# [WHAT YOU NEED TO DO]
1. In the article on Integrated Primary Care below, rewrite the paragraph beginning "Our current primary care system" as a short bulleted list that keeps its main facts.
2. According to the article on Integrated Primary Care below, how many patients would a Neighbourhood team cover?
3. Reproduce everything from "Our current primary" down to "and saves time." in the article on Integrated Primary Care below.

# [DOCUMENT SEGMENT]
What do Integrated Primary Care and Homeopathy have in common?

Answer: There is no evidence they actually work.

The Fuller Stocktake Report paints a bold vision to “to reimagine how we might deliver care in the future” and one of the key messages is Integrated Primary Care.

  • Integrated Primary Care is a huge change and these are the questions we should be asking

Our current primary care system is based on the idea that you go to a generalist who covers the whole of medicine to a certain depth. That person can usually sort out what you need, then and there, and you can get on with your life. But there is obviously a limit to how much knowledge one person can have, and if they cannot sort the problem, then they refer you on to more specialised services in the community or in secondary care. The generalists are place based but the specialist teams are function based. Because you see the same group of generalists for all your problems you build up a relationship with them which improves trust and saves time.

Integrated Primary Care replaces this generalist with a multidisciplinary team where the generalists are merged with specialist community services and perhaps some secondary services to make a Neighbourhood team. This team covers up to 50,000 patients and your continuity relationship will be with this team. Care will be further divided up between a “single urgent care team “ seeing patients who need to be seen the same day and non urgent care delivered by other teams.

# [DATA SUPPLIED]
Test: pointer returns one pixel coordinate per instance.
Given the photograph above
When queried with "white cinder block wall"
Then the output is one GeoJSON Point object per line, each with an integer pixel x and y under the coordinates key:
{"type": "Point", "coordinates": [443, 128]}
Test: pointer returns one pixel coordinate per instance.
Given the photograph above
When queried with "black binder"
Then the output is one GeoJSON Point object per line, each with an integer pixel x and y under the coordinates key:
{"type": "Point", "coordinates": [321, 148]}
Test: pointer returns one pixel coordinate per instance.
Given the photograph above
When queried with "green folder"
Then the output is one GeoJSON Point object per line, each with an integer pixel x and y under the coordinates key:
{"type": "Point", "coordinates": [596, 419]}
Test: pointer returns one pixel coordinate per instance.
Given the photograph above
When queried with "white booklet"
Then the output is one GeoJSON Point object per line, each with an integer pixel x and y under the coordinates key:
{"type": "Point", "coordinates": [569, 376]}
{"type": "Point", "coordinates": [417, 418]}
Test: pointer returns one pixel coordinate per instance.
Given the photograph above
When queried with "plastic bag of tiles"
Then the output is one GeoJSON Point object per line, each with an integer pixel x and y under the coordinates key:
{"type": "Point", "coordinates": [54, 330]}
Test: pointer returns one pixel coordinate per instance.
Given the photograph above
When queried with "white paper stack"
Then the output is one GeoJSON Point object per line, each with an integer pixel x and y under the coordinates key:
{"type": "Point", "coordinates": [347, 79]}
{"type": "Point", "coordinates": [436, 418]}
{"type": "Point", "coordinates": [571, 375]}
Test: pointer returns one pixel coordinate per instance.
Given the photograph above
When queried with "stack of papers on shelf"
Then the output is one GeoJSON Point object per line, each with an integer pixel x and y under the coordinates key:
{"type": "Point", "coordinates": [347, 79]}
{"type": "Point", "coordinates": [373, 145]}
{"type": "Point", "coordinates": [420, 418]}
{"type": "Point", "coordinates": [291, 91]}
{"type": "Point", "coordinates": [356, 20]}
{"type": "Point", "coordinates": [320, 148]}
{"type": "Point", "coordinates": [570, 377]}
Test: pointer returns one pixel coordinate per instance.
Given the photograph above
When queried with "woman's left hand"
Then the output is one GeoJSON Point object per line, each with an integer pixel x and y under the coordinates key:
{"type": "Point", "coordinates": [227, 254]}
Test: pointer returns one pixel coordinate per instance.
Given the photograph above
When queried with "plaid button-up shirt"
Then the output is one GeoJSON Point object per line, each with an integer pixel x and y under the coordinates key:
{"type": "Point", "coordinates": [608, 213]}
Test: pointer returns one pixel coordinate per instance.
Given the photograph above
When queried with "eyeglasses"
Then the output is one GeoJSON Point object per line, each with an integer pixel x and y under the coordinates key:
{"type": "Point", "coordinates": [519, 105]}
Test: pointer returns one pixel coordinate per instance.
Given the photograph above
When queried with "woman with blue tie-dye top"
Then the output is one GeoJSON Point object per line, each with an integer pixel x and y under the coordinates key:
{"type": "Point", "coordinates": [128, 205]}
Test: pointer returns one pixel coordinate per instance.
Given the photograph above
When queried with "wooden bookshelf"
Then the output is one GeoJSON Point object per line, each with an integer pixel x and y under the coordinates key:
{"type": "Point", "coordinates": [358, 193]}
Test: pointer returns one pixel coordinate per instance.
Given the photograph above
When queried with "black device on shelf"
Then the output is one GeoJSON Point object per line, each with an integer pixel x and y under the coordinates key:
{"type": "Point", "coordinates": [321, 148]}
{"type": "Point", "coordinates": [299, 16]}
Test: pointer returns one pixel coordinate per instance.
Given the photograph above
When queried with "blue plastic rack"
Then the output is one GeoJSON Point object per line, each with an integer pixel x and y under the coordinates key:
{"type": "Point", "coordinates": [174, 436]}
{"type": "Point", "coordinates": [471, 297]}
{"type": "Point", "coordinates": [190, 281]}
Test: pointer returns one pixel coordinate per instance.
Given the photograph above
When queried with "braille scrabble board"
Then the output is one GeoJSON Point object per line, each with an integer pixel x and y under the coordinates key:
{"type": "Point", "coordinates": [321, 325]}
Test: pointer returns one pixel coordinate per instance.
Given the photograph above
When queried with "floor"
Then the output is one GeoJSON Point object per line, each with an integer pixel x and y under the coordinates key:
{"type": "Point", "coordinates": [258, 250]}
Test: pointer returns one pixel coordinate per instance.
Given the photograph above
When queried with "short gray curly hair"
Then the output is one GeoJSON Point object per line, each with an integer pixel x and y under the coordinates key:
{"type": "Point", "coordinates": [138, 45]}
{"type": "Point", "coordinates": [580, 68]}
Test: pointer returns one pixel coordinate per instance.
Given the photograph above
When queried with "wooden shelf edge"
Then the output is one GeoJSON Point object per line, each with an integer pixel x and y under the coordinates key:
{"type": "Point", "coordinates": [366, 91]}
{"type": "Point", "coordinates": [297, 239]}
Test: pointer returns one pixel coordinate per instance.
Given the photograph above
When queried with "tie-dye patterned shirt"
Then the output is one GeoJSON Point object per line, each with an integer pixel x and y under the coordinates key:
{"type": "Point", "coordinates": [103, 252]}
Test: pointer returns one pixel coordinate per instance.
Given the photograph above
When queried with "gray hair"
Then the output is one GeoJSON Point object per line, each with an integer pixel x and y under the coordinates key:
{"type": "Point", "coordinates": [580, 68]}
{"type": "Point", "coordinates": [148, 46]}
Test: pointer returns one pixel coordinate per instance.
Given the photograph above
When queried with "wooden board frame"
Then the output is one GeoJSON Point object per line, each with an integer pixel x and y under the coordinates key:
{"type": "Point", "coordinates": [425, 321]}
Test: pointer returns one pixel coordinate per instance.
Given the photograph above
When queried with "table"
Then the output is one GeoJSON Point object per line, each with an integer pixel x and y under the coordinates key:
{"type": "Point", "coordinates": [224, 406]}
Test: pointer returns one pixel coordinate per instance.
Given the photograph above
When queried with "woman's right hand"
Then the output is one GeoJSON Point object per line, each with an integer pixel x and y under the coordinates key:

# [ANSWERS BY TASK]
1.
- Patients see a generalist who covers all of medicine to a certain depth.
- That generalist can usually resolve the need right away.
- One person's knowledge has limits, so problems the generalist cannot sort are referred to specialized community or secondary care services.
- Generalists are place based, while specialist teams are function based.
- Seeing the same generalists for every problem builds a relationship that improves trust and saves time.

2. Up to 50,000 patients.

3.
Our current primary care system is based on the idea that you go to a generalist who covers the whole of medicine to a certain depth. That person can usually sort out what you need, then and there, and you can get on with your life. But there is obviously a limit to how much knowledge one person can have, and if they cannot sort the problem, then they refer you on to more specialised services in the community or in secondary care. The generalists are place based but the specialist teams are function based. Because you see the same group of generalists for all your problems you build up a relationship with them which improves trust and saves time.